## [Task prompt]
Set down the records that follow in full and without changes.
========
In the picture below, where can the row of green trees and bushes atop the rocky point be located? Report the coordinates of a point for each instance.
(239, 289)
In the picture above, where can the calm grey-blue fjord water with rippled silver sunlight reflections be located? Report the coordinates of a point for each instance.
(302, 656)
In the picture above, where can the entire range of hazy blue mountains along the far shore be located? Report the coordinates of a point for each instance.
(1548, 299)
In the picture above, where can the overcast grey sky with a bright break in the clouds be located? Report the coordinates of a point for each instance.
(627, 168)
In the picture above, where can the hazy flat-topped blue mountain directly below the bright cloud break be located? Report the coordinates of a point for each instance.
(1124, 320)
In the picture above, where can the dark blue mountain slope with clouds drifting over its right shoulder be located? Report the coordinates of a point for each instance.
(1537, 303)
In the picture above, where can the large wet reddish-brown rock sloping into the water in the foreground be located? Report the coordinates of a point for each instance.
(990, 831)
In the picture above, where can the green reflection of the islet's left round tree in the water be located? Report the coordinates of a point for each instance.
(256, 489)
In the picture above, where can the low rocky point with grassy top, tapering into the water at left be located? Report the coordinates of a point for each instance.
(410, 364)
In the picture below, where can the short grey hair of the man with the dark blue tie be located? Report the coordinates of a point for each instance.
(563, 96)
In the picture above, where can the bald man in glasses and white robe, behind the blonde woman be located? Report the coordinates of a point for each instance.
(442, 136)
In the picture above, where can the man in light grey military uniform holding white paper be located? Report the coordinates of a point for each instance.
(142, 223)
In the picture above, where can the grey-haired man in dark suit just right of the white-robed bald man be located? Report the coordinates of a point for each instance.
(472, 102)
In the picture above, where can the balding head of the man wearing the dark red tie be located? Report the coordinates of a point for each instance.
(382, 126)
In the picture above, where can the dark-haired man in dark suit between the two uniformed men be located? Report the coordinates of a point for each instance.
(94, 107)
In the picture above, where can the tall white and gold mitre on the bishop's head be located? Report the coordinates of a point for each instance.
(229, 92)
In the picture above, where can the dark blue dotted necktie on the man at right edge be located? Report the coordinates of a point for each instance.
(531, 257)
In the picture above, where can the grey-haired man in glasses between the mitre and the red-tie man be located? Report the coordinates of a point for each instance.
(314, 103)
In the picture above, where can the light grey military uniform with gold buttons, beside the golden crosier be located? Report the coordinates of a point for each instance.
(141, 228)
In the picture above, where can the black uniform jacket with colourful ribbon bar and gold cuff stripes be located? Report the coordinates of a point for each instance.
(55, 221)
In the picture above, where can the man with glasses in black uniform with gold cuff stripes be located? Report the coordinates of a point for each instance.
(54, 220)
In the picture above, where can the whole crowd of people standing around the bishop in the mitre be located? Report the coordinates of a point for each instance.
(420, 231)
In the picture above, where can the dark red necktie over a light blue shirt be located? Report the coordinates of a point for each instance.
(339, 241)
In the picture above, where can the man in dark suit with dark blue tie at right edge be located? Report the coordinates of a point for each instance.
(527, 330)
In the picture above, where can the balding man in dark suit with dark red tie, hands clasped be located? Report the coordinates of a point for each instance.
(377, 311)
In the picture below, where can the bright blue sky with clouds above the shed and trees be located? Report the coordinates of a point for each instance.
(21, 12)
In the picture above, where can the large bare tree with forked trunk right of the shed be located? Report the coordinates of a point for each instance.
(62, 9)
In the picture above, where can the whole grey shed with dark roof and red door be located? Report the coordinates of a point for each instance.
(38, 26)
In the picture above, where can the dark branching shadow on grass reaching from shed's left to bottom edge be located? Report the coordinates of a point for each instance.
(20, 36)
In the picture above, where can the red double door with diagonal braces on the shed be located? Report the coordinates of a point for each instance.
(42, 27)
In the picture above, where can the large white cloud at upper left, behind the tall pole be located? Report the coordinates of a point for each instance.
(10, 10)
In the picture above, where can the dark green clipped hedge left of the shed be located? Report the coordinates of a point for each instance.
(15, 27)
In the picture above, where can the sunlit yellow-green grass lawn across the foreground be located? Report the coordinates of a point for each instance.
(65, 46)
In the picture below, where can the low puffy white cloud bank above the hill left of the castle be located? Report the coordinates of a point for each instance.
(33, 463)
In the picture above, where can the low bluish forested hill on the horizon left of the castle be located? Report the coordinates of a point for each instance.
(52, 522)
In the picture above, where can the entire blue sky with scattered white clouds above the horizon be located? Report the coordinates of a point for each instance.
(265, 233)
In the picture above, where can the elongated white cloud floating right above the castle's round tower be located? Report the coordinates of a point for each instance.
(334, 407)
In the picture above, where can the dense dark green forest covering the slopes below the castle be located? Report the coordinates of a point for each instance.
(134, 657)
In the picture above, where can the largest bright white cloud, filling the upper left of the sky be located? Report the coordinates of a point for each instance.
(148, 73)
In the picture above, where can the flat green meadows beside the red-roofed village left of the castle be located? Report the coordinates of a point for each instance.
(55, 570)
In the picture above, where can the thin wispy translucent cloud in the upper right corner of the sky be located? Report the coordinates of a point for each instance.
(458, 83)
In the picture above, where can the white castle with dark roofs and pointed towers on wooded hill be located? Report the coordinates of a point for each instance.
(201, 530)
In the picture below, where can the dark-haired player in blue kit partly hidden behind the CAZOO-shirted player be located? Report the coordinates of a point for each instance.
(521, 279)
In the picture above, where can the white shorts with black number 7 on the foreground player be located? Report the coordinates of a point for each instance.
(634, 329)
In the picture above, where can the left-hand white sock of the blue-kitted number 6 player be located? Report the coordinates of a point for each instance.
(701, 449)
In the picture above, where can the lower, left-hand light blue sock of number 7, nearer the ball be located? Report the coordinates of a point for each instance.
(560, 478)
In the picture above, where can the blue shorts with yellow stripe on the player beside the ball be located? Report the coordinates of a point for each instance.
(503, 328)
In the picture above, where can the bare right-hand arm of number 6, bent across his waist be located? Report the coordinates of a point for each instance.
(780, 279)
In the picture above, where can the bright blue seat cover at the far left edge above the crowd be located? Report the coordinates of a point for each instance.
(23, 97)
========
## [Written response]
In the picture below, where can the row of green trees and bushes atop the rocky point be located? Report the coordinates of a point for each instance.
(239, 289)
In the picture above, where can the calm grey-blue fjord water with rippled silver sunlight reflections be located? Report the coordinates of a point for each instance.
(302, 656)
In the picture above, where can the entire range of hazy blue mountains along the far shore be located? Report the coordinates of a point for each instance.
(1548, 299)
In the picture above, where can the overcast grey sky with a bright break in the clouds be located? Report the coordinates of a point for each instance.
(627, 168)
In the picture above, where can the hazy flat-topped blue mountain directly below the bright cloud break be located? Report the coordinates of a point for each instance.
(1124, 320)
In the picture above, where can the dark blue mountain slope with clouds drifting over its right shoulder be located? Report the coordinates of a point for each instance.
(1537, 303)
In the picture above, where can the large wet reddish-brown rock sloping into the water in the foreground be located? Report the coordinates of a point for each instance.
(990, 831)
In the picture above, where can the green reflection of the islet's left round tree in the water be located? Report the coordinates of a point for each instance.
(256, 489)
In the picture above, where can the low rocky point with grassy top, tapering into the water at left be located? Report the coordinates of a point for each instance.
(410, 364)
In the picture below, where can the short grey hair of the man with the dark blue tie be located? Report the coordinates of a point for each instance.
(563, 96)
In the picture above, where can the bald man in glasses and white robe, behind the blonde woman be located? Report the coordinates of a point for each instance.
(442, 136)
In the picture above, where can the man in light grey military uniform holding white paper be located? Report the coordinates of a point for each instance.
(142, 223)
In the picture above, where can the grey-haired man in dark suit just right of the white-robed bald man be located? Report the coordinates of a point for each instance.
(472, 102)
In the picture above, where can the balding head of the man wearing the dark red tie be located? Report the coordinates of a point for each instance.
(382, 126)
In the picture above, where can the dark-haired man in dark suit between the two uniformed men be located? Report the coordinates of a point for each instance.
(94, 107)
In the picture above, where can the tall white and gold mitre on the bishop's head be located? Report the coordinates of a point for each instance.
(229, 92)
In the picture above, where can the dark blue dotted necktie on the man at right edge be located? Report the coordinates of a point for each instance.
(531, 257)
In the picture above, where can the grey-haired man in glasses between the mitre and the red-tie man be located? Report the coordinates of a point for each instance.
(314, 103)
In the picture above, where can the light grey military uniform with gold buttons, beside the golden crosier be located? Report the coordinates of a point for each instance.
(141, 228)
In the picture above, where can the black uniform jacket with colourful ribbon bar and gold cuff stripes be located? Report the coordinates of a point for each instance.
(55, 221)
In the picture above, where can the man with glasses in black uniform with gold cuff stripes be located? Report the coordinates of a point for each instance.
(54, 220)
In the picture above, where can the whole crowd of people standing around the bishop in the mitre be located? Report the coordinates of a point for each instance.
(420, 231)
In the picture above, where can the dark red necktie over a light blue shirt be located? Report the coordinates of a point for each instance.
(339, 241)
In the picture above, where can the man in dark suit with dark blue tie at right edge be located? Report the coordinates of a point for each instance.
(527, 330)
In the picture above, where can the balding man in dark suit with dark red tie, hands clasped be located? Report the coordinates of a point for each instance.
(377, 311)
In the picture below, where can the bright blue sky with clouds above the shed and trees be located? Report the coordinates of a point for each instance.
(21, 12)
In the picture above, where can the large bare tree with forked trunk right of the shed be located? Report the coordinates of a point for each instance.
(62, 9)
In the picture above, where can the whole grey shed with dark roof and red door be located? Report the coordinates of a point for each instance.
(38, 26)
In the picture above, where can the dark branching shadow on grass reaching from shed's left to bottom edge be located? Report the coordinates of a point for each instance.
(20, 36)
In the picture above, where can the red double door with diagonal braces on the shed be located? Report the coordinates of a point for each instance.
(42, 27)
In the picture above, where can the large white cloud at upper left, behind the tall pole be located? Report the coordinates of a point for each instance.
(10, 10)
In the picture above, where can the dark green clipped hedge left of the shed be located? Report the coordinates of a point for each instance.
(15, 27)
In the picture above, where can the sunlit yellow-green grass lawn across the foreground be located? Report the coordinates of a point for each instance.
(65, 46)
In the picture below, where can the low puffy white cloud bank above the hill left of the castle be located? Report the coordinates of a point for each instance.
(33, 463)
In the picture above, where can the low bluish forested hill on the horizon left of the castle be located? Report the coordinates of a point for each instance.
(52, 522)
In the picture above, where can the entire blue sky with scattered white clouds above the horizon be located? Report the coordinates of a point for each instance.
(265, 233)
In the picture above, where can the elongated white cloud floating right above the castle's round tower be located? Report the coordinates of a point for each instance.
(334, 407)
In the picture above, where can the dense dark green forest covering the slopes below the castle be located? Report the coordinates of a point for each instance.
(134, 657)
In the picture above, where can the largest bright white cloud, filling the upper left of the sky be located? Report the coordinates of a point for each instance.
(148, 73)
In the picture above, where can the flat green meadows beside the red-roofed village left of the castle be located? Report the coordinates of a point for each instance.
(55, 570)
In the picture above, where can the thin wispy translucent cloud in the upper right corner of the sky be located? Report the coordinates of a point for each instance.
(458, 83)
In the picture above, where can the white castle with dark roofs and pointed towers on wooded hill be located? Report the coordinates of a point for each instance.
(201, 530)
In the picture below, where can the dark-haired player in blue kit partly hidden behind the CAZOO-shirted player be located? Report the coordinates of a point for each instance.
(521, 279)
In the picture above, where can the white shorts with black number 7 on the foreground player be located? Report the coordinates of a point for each instance.
(634, 329)
In the picture above, where can the left-hand white sock of the blue-kitted number 6 player be located? Report the coordinates of a point for each instance.
(701, 449)
In the picture above, where can the lower, left-hand light blue sock of number 7, nearer the ball be located? Report the coordinates of a point for each instance.
(560, 478)
In the picture above, where can the blue shorts with yellow stripe on the player beside the ball be located? Report the coordinates of a point for each instance.
(503, 328)
In the picture above, where can the bare right-hand arm of number 6, bent across his waist be located? Report the coordinates of a point for each instance.
(780, 279)
In the picture above, where can the bright blue seat cover at the far left edge above the crowd be located? Report the coordinates of a point for each instance.
(23, 97)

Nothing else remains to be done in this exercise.